> Exercise requirements
The records that follow must be reproduced in full, exactly as written.

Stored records
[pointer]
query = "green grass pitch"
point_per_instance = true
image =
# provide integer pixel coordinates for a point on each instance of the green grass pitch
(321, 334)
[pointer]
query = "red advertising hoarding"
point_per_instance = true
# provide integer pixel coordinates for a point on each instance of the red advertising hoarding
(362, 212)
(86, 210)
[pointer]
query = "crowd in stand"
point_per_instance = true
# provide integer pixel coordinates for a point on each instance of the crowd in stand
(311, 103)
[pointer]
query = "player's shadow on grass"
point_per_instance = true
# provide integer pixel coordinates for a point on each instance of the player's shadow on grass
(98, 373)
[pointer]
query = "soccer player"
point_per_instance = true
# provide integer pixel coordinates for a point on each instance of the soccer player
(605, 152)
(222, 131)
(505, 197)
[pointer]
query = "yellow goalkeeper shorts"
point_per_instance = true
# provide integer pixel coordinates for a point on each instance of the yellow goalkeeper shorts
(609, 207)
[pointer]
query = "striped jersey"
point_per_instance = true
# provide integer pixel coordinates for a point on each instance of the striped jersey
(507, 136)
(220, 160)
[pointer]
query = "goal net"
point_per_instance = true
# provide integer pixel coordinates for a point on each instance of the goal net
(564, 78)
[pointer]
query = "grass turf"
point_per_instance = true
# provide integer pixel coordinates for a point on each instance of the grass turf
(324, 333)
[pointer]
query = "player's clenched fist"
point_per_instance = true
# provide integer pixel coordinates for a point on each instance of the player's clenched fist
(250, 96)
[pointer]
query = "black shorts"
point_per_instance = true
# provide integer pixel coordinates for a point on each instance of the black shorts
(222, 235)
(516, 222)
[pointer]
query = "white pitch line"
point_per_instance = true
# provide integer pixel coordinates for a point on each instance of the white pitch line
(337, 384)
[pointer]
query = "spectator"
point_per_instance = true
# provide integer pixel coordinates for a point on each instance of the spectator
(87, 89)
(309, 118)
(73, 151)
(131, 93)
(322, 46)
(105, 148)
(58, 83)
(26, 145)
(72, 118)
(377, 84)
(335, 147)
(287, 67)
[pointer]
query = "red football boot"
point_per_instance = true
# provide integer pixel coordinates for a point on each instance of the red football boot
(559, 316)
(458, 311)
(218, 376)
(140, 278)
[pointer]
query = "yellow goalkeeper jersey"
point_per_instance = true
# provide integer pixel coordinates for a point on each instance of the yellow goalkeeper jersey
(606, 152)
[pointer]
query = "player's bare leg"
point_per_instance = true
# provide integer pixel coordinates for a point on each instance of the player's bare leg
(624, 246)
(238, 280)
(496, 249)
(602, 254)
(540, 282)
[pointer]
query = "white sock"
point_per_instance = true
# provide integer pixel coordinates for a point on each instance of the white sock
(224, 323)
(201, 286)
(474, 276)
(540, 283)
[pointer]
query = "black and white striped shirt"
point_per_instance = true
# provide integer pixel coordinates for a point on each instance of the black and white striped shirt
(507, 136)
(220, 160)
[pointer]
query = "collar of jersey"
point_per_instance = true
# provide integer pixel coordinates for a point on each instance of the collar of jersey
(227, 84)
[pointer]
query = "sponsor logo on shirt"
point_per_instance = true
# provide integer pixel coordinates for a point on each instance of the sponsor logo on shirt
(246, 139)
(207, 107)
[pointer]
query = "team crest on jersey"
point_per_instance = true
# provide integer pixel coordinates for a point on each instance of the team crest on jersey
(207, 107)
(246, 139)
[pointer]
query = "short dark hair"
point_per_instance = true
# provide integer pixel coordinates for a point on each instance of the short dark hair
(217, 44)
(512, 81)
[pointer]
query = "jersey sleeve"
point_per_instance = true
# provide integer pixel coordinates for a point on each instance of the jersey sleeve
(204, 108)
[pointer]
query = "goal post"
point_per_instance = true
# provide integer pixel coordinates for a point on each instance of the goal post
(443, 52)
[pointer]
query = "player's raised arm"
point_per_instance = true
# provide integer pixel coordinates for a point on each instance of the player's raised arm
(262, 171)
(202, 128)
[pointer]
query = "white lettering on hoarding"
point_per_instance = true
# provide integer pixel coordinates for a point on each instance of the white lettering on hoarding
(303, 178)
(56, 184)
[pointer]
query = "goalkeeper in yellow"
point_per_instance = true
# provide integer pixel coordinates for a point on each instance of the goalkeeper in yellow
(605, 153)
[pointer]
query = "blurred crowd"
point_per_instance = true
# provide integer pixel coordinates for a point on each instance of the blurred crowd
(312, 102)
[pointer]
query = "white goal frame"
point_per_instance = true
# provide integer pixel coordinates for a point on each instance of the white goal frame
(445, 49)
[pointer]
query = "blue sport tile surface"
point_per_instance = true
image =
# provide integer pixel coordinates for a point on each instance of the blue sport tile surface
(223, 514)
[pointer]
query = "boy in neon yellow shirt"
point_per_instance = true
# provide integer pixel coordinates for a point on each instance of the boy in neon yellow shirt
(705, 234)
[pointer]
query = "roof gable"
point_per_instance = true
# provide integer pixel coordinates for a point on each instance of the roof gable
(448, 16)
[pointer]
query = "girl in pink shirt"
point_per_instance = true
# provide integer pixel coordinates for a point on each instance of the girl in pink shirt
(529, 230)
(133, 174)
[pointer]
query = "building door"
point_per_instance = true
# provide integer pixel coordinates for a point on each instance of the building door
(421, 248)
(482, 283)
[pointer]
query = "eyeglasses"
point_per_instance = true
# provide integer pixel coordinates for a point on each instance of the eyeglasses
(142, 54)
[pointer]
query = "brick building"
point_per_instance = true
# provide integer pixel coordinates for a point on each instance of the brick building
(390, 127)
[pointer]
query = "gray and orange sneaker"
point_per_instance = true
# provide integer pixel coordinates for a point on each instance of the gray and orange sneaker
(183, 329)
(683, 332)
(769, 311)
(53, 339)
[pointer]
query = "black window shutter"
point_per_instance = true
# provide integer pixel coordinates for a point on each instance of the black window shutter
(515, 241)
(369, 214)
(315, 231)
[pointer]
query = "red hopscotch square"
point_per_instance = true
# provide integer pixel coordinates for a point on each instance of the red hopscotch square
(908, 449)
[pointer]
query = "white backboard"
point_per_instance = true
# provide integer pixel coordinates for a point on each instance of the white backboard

> The answer
[pointer]
query = "green grass pitch"
point_per_instance = true
image =
# provide integer pixel coordinates for a point on each instance of the green grass pitch
(321, 334)
[pointer]
query = "red advertising hoarding"
point_per_instance = true
# provide integer pixel coordinates for a point on each instance of the red advertising hoarding
(362, 212)
(86, 210)
[pointer]
query = "crowd in stand"
point_per_instance = true
# provide integer pixel coordinates for a point on each instance of the crowd in stand
(311, 103)
[pointer]
query = "player's shadow on grass"
point_per_instance = true
# provide integer pixel coordinates for a point on each instance of the player's shadow on grass
(98, 373)
[pointer]
query = "soccer player"
point_per_instance = true
# provide integer pixel coordinates for a point on each instance of the soccer player
(605, 152)
(222, 131)
(505, 197)
[pointer]
query = "yellow goalkeeper shorts"
point_per_instance = true
# provide integer pixel coordinates for a point on each instance of the yellow goalkeeper shorts
(609, 207)
[pointer]
query = "striped jersey"
point_per_instance = true
# provide integer pixel coordinates for a point on each instance of the striped jersey
(507, 136)
(220, 160)
[pointer]
query = "goal net"
point_per_instance = true
# provide integer pixel coordinates for a point on each instance of the goal net
(564, 78)
[pointer]
query = "grass turf"
point_per_instance = true
# provide integer pixel coordinates for a point on each instance of the grass turf
(324, 333)
[pointer]
query = "player's clenched fist"
point_per_instance = true
# provide integer pixel coordinates for a point on each instance of the player's clenched fist
(250, 96)
[pointer]
query = "black shorts"
point_per_instance = true
# provide integer pixel coordinates for a point on each instance of the black shorts
(222, 235)
(516, 222)
[pointer]
query = "white pitch line"
point_per_instance = true
# provide integer pixel coordinates for a point on each instance of the white pitch line
(337, 384)
[pointer]
query = "spectator"
point_per_instance = true
# provide integer pixel coordinates for a point on each instance of the spectator
(87, 89)
(309, 118)
(73, 151)
(131, 93)
(322, 46)
(105, 148)
(58, 83)
(26, 145)
(72, 118)
(377, 84)
(335, 147)
(287, 67)
[pointer]
query = "red football boot"
point_per_instance = true
# provide integer pixel coordinates for a point on each instance of the red football boot
(559, 316)
(458, 311)
(218, 376)
(140, 278)
[pointer]
query = "yellow goalkeeper jersey"
point_per_instance = true
# provide integer pixel coordinates for a point on each instance of the yellow goalkeeper jersey
(606, 152)
[pointer]
query = "player's bare leg"
point_per_instance = true
# provide integer pixel coordinates for a point on each instance of the player's bare leg
(624, 246)
(238, 280)
(496, 249)
(602, 254)
(540, 282)
[pointer]
query = "white sock"
point_per_instance = true
# provide integer pixel coordinates for a point on each instance of the white sock
(224, 323)
(201, 286)
(474, 276)
(540, 283)
[pointer]
query = "black and white striped shirt"
point_per_instance = true
# provide integer pixel coordinates for a point on each instance of the black and white striped shirt
(507, 136)
(220, 160)
[pointer]
query = "collar of jersey"
point_per_instance = true
# provide integer pixel coordinates for a point on each instance of the collar of jersey
(227, 84)
[pointer]
query = "sponsor logo on shirt"
point_per_instance = true
# provide integer pixel coordinates for a point on each instance of the sponsor logo on shirt
(246, 139)
(207, 107)
[pointer]
query = "team crest on jersey"
point_per_instance = true
# provide integer pixel coordinates for a point on each instance of the team crest on jersey
(207, 107)
(246, 139)
[pointer]
query = "short dark hair"
point_per_instance = true
# provide integer pixel coordinates for a point on each instance of the short dark hair
(217, 44)
(512, 81)
[pointer]
query = "jersey sleeve"
point_per_instance = true
# provide integer pixel coordinates for a point on each instance of the jersey sleeve
(204, 108)
[pointer]
query = "goal post"
point_per_instance = true
# provide integer pixel coordinates for a point on each instance of the goal post
(443, 52)
[pointer]
query = "player's raised arm"
point_per_instance = true
# provide integer pixel coordinates for a point on each instance of the player's raised arm
(262, 171)
(202, 128)
[pointer]
query = "white lettering on hoarding"
point_per_instance = true
# provide integer pixel coordinates for a point on each instance of the white lettering on hoarding
(303, 178)
(56, 184)
[pointer]
query = "goalkeeper in yellow"
point_per_instance = true
# provide integer pixel coordinates for a point on each instance of the goalkeeper in yellow
(605, 153)
[pointer]
query = "blurred crowd"
point_per_instance = true
# provide integer pixel coordinates for a point on each instance of the blurred crowd
(312, 102)
[pointer]
query = "white goal frame"
point_per_instance = true
# provide integer pixel coordinates for a point on each instance of the white goal frame
(445, 49)
[pointer]
query = "blue sport tile surface"
point_per_instance = true
image =
# provide integer pixel coordinates for a point on each instance of the blue sport tile surface
(223, 514)
[pointer]
query = "boy in neon yellow shirt"
point_per_instance = true
# provide integer pixel coordinates for a point on each instance of the boy in neon yellow shirt
(705, 234)
[pointer]
query = "roof gable"
point_per_instance = true
# provide integer pixel coordinates for a point on each instance of the roof gable
(448, 16)
[pointer]
query = "girl in pink shirt"
point_per_instance = true
# provide integer pixel coordinates for a point on each instance of the girl in pink shirt
(529, 230)
(133, 174)
[pointer]
query = "building door"
point_per_instance = true
# provide integer pixel coordinates for a point on each instance of the building door
(421, 248)
(482, 283)
[pointer]
query = "eyeglasses"
point_per_instance = true
# provide integer pixel coordinates for a point on each instance of the eyeglasses
(142, 54)
[pointer]
query = "brick building"
point_per_instance = true
# provide integer pixel coordinates for a point on each instance of the brick building
(390, 127)
[pointer]
query = "gray and orange sneaker"
point_per_instance = true
# provide integer pixel coordinates for a point on each instance of the gray and orange sneaker
(183, 329)
(683, 332)
(769, 311)
(53, 339)
[pointer]
query = "black window shutter"
point_per_instance = true
# provide integer pixel coordinates for a point on each instance of the black window shutter
(515, 241)
(369, 214)
(315, 231)
[pointer]
query = "red hopscotch square"
point_per_instance = true
# provide integer pixel coordinates for a point on each instance of the red hopscotch square
(908, 449)
[pointer]
query = "white backboard"
point_per_instance = true
# provide integer pixel coordinates for a point on each instance of the white backboard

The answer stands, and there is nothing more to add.